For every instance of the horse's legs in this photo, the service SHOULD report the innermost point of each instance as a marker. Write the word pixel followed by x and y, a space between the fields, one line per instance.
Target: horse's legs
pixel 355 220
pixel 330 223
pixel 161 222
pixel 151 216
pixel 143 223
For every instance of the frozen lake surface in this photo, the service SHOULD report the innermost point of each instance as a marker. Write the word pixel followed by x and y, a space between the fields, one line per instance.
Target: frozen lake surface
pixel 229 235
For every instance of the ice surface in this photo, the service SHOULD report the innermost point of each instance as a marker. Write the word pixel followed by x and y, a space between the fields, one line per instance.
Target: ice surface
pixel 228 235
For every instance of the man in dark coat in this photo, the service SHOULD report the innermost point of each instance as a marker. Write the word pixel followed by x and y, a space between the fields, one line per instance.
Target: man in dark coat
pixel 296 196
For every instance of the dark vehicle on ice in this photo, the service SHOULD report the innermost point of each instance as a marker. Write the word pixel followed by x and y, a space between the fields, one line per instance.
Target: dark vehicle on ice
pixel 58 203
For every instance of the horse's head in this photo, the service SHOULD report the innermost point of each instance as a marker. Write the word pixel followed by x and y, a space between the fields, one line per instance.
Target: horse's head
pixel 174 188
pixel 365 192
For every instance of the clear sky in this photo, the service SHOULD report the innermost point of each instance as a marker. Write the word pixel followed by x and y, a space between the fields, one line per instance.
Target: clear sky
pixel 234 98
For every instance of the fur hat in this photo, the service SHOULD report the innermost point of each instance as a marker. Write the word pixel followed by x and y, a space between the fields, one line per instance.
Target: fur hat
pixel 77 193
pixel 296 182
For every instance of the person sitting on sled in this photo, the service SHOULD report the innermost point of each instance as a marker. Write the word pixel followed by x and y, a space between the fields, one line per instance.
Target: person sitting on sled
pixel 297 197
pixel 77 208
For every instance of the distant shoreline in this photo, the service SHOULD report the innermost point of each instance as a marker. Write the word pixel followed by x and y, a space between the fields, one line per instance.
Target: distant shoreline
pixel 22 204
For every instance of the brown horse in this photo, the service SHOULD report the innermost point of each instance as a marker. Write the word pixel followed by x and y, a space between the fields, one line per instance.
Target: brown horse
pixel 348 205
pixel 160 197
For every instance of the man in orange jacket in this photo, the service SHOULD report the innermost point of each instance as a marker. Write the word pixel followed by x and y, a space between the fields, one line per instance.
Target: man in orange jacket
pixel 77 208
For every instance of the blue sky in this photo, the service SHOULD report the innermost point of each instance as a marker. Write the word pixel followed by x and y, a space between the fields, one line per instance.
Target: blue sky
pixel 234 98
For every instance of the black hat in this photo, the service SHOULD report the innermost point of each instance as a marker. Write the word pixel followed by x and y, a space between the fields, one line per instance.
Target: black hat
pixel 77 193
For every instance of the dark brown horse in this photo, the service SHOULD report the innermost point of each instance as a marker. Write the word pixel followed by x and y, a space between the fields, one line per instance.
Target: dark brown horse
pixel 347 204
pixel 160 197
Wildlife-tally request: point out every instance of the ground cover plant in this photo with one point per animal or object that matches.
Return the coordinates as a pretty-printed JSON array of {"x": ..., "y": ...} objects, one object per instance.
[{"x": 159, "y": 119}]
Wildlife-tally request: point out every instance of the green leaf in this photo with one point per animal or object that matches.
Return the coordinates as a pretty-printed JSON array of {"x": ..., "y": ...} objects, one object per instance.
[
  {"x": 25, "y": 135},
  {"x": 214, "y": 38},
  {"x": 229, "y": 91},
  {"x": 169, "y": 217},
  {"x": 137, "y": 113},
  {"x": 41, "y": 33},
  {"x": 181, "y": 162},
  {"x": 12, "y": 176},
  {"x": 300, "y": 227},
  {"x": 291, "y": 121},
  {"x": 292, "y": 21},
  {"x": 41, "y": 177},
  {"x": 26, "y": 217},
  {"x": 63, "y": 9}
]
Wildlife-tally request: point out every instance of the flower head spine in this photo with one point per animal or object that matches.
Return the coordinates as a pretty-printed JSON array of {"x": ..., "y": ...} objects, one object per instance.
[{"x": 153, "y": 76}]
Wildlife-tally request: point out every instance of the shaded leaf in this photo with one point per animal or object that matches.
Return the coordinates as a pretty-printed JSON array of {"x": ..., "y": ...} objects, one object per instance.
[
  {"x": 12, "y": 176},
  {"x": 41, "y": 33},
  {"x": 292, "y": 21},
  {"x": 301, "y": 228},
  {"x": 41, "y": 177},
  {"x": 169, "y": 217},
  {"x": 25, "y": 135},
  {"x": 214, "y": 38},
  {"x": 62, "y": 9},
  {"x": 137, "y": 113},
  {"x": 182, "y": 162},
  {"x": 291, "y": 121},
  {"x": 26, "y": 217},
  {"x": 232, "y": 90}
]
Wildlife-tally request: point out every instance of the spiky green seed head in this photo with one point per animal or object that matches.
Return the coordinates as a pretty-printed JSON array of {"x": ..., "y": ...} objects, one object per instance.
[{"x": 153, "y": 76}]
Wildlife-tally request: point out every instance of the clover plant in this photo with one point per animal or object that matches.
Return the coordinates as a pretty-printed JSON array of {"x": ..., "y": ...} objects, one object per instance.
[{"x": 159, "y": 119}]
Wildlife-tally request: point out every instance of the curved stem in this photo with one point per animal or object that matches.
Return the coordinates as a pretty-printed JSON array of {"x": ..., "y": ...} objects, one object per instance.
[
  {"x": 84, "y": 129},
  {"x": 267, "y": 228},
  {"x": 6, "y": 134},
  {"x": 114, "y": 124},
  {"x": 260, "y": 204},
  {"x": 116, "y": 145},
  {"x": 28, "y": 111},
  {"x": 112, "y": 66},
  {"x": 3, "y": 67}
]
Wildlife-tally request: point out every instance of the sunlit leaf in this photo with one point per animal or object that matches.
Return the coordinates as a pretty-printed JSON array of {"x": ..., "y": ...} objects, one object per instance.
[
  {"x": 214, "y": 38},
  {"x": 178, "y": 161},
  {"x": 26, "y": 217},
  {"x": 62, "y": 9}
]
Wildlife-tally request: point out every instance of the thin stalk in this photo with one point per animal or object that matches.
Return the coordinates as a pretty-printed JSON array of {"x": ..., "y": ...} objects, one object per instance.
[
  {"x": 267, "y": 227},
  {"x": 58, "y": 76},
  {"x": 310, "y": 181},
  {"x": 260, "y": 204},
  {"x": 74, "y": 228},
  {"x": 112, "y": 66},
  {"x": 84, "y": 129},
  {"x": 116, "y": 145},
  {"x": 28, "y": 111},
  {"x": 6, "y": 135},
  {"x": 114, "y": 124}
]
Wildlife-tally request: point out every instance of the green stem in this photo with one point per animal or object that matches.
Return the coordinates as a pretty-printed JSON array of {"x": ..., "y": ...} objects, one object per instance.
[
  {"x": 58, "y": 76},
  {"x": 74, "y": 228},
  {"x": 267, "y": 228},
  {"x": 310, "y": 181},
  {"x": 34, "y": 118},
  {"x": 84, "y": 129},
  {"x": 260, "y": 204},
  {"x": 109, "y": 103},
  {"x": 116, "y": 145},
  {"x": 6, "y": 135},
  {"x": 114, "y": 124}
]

──────────────────────────────

Short exercise - Copy out all of the records above exactly as they are, line for line.

Solution to the exercise -
For every instance of the horse's legs in this photo, the service SHOULD report the innermost point of each instance as a marker. Write the word pixel followed by x and y, a space between the fields, one line per instance.
Target: horse's legs
pixel 355 220
pixel 330 223
pixel 161 222
pixel 151 216
pixel 143 223
For every instance of the frozen lake surface in this photo, the service SHOULD report the innermost point of each instance as a marker. Write the word pixel followed by x and y, a space between the fields, one line per instance.
Target: frozen lake surface
pixel 229 235
For every instance of the ice surface in this photo, the service SHOULD report the innermost point of each instance as a marker. Write the word pixel followed by x and y, a space between the fields, one line per instance.
Target: ice surface
pixel 228 235
For every instance of the man in dark coat in this photo, the service SHOULD report the innermost point of each instance as a marker. Write the word pixel followed by x and y, a space between the fields, one line per instance.
Target: man in dark coat
pixel 296 196
For every instance of the dark vehicle on ice in this photo, the service SHOULD report the innermost point of each instance as a marker. Write the word pixel followed by x and y, a space between the fields, one line per instance.
Target: dark vehicle on ice
pixel 58 203
For every instance of the horse's head in this photo, the service SHOULD report the innermost point of each instance as a marker. Write the word pixel followed by x and y, a space between the fields, one line per instance.
Target: horse's head
pixel 174 188
pixel 365 192
For every instance of the clear sky in this photo, the service SHOULD report the innermost point of each instance as a marker. Write the word pixel followed by x and y, a space between the fields, one line per instance.
Target: clear sky
pixel 234 98
For every instance of the fur hat in this photo, the service SHOULD report the innermost point of each instance as a marker. Write the word pixel followed by x and y, a space between the fields, one line per instance.
Target: fur hat
pixel 77 193
pixel 296 182
For every instance of the person sitting on sled in this photo, the service SHOULD report the innermost point of each instance as a marker. Write the word pixel followed by x and y, a space between the fields, one line per instance.
Target: person sitting on sled
pixel 297 197
pixel 77 208
For every instance of the distant shoreline in this photo, the service SHOULD report the innermost point of each instance as a marker. Write the word pixel followed by x and y, a space between the fields, one line per instance.
Target: distant shoreline
pixel 22 204
For every instance of the brown horse in this photo, the service SHOULD report the innermost point of each instance as a marker. Write the word pixel followed by x and y, a space between the fields, one line per instance.
Target: brown horse
pixel 348 205
pixel 160 197
For every instance of the man in orange jacket in this photo, the service SHOULD report the innermost point of each instance as a marker. Write the word pixel followed by x and y, a space between the fields, one line per instance.
Target: man in orange jacket
pixel 77 208
For every instance of the blue sky in this photo, the service SHOULD report the innermost point of each instance as a marker. Write the word pixel followed by x and y, a space between the fields, one line per instance.
Target: blue sky
pixel 234 98
For every instance of the black hat in this photo, the service SHOULD report the innermost point of each instance as a marker. Write the word pixel followed by x and y, a space between the fields, one line per instance.
Target: black hat
pixel 77 193
For every instance of the dark brown horse in this photo, the service SHOULD report the innermost point of each instance as a marker. Write the word pixel followed by x and y, a space between the fields, one line per instance.
Target: dark brown horse
pixel 347 204
pixel 160 197
Wildlife-tally request: point out every instance of the ground cover plant in this photo with one point per animal or object that matches.
Return the coordinates as a pretty-printed JSON array of {"x": ..., "y": ...} objects, one object per instance.
[{"x": 159, "y": 119}]
Wildlife-tally request: point out every instance of the green leaf in this photo with one point per animal or object that matches.
Return the coordinates as a pretty-printed JSON array of {"x": ..., "y": ...} objects, one object per instance.
[
  {"x": 25, "y": 135},
  {"x": 214, "y": 38},
  {"x": 229, "y": 91},
  {"x": 169, "y": 217},
  {"x": 137, "y": 113},
  {"x": 41, "y": 33},
  {"x": 181, "y": 162},
  {"x": 12, "y": 176},
  {"x": 300, "y": 227},
  {"x": 291, "y": 121},
  {"x": 292, "y": 21},
  {"x": 41, "y": 177},
  {"x": 26, "y": 217},
  {"x": 63, "y": 9}
]
Wildlife-tally request: point out every instance of the flower head spine in this photo with one point per animal or object that matches.
Return the coordinates as a pretty-printed JSON array of {"x": ..., "y": ...} objects, one object per instance.
[{"x": 153, "y": 76}]
Wildlife-tally request: point out every instance of the shaded leaf in this photo with one point per animal or object that matches.
Return the coordinates as a pretty-printed JSON array of {"x": ..., "y": ...} objects, one object per instance.
[
  {"x": 12, "y": 176},
  {"x": 41, "y": 33},
  {"x": 292, "y": 21},
  {"x": 301, "y": 228},
  {"x": 41, "y": 177},
  {"x": 169, "y": 217},
  {"x": 25, "y": 135},
  {"x": 214, "y": 38},
  {"x": 62, "y": 9},
  {"x": 137, "y": 113},
  {"x": 182, "y": 162},
  {"x": 291, "y": 121},
  {"x": 26, "y": 217},
  {"x": 232, "y": 90}
]
Wildlife-tally request: point out every instance of the spiky green seed head in this photo with one point per animal or object that matches.
Return the coordinates as a pretty-printed JSON array of {"x": ..., "y": ...} objects, one object per instance.
[{"x": 153, "y": 76}]
Wildlife-tally request: point out every instance of the clover plant in this photo with one point per animal or object that matches.
Return the coordinates as a pretty-printed JSON array of {"x": ..., "y": ...} objects, one object per instance.
[{"x": 159, "y": 119}]
Wildlife-tally request: point out every instance of the curved stem in this photo with one point per animal or object that matches.
Return the coordinates as a pretty-printed JSON array of {"x": ..., "y": ...} objects, one object per instance.
[
  {"x": 84, "y": 129},
  {"x": 267, "y": 228},
  {"x": 6, "y": 134},
  {"x": 114, "y": 124},
  {"x": 260, "y": 204},
  {"x": 116, "y": 145},
  {"x": 28, "y": 111},
  {"x": 112, "y": 66},
  {"x": 3, "y": 67}
]
Wildlife-tally request: point out every instance of the sunlit leaf in this photo with one point per animal or object that matches.
Return the coordinates as a pretty-printed JSON array of {"x": ..., "y": ...} objects, one object per instance.
[
  {"x": 214, "y": 38},
  {"x": 178, "y": 161},
  {"x": 26, "y": 217},
  {"x": 62, "y": 9}
]
Wildlife-tally request: point out every instance of the thin stalk in this photo with one point per animal or object that matches.
Return the coordinates as a pretty-printed JSON array of {"x": ..., "y": ...} objects, one object per instance.
[
  {"x": 267, "y": 227},
  {"x": 58, "y": 76},
  {"x": 310, "y": 181},
  {"x": 260, "y": 204},
  {"x": 74, "y": 228},
  {"x": 112, "y": 66},
  {"x": 84, "y": 129},
  {"x": 116, "y": 145},
  {"x": 28, "y": 111},
  {"x": 6, "y": 135},
  {"x": 114, "y": 124}
]
Wildlife-tally request: point out every instance of the green stem in this photo with one point per animal or object that matches.
Return the coordinates as a pretty-printed JSON array of {"x": ..., "y": ...} objects, one object per instance.
[
  {"x": 58, "y": 76},
  {"x": 74, "y": 228},
  {"x": 267, "y": 228},
  {"x": 310, "y": 181},
  {"x": 34, "y": 118},
  {"x": 84, "y": 129},
  {"x": 260, "y": 204},
  {"x": 109, "y": 103},
  {"x": 116, "y": 145},
  {"x": 6, "y": 135},
  {"x": 114, "y": 124}
]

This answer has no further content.